__STORED DATA__.
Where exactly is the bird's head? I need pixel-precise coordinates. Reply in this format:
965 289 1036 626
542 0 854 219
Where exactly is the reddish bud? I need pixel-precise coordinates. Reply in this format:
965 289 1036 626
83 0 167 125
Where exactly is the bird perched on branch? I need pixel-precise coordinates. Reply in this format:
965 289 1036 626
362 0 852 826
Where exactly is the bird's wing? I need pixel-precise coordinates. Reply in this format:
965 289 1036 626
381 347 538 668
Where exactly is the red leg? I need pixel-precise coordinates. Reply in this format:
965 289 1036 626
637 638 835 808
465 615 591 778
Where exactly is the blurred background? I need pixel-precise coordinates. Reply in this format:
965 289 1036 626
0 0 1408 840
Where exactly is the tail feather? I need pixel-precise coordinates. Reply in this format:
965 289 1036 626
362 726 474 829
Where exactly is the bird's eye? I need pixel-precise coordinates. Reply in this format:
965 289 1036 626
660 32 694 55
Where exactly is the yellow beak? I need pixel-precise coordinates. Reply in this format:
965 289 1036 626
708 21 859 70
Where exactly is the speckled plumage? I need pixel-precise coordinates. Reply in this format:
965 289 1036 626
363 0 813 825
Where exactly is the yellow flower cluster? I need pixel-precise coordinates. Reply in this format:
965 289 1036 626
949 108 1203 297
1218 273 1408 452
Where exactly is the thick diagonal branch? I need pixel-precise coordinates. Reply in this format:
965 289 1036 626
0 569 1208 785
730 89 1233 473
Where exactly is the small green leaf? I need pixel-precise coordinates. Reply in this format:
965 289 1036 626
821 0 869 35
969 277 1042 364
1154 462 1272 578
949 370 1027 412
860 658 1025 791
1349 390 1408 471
--
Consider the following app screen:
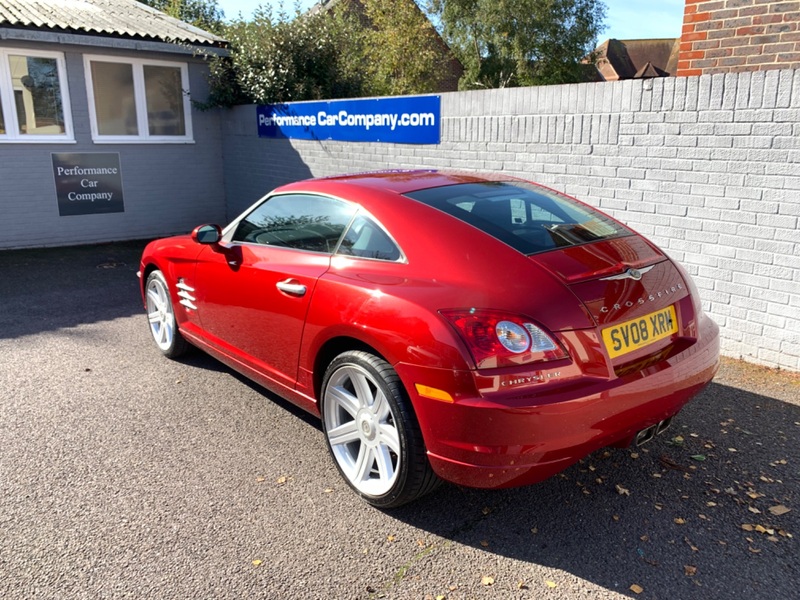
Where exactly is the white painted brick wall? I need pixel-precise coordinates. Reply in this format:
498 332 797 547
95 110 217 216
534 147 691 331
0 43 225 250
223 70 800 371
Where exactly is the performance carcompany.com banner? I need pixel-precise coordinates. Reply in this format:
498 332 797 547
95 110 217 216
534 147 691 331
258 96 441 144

__TO BE DONE__. Rewrite the items from the line containing "Where exactly is the bird's head?" through the line containing "0 0 1408 840", inclusive, changing "red leg" to "orange leg" and leaving everything else unchanged.

__WORKED ANSWER__.
Where exactly is the bird's head? I need pixel-precise coordinates. Reply in this format:
965 289 1036 626
542 0 854 219
Where exactly is the reddish bud? I need pixel-precise coordinates. Reply in this format:
965 289 1036 626
83 0 167 125
Where exactly is the bird perched on branch? I need pixel-precise coordinates. Reply in this format:
965 289 1036 626
362 0 852 826
Where exactly is the bird's wing? I need pixel-precise coordinates. Reply in this format:
965 289 1036 626
381 347 538 668
Where exactly is the orange leg? I need pixel-precise coordinates. Reply in this format:
965 289 1036 626
637 638 835 808
465 615 591 778
Where exactly is the blurred background? I need pixel-precise coordinates. Reply in this format:
965 289 1036 626
0 0 1408 840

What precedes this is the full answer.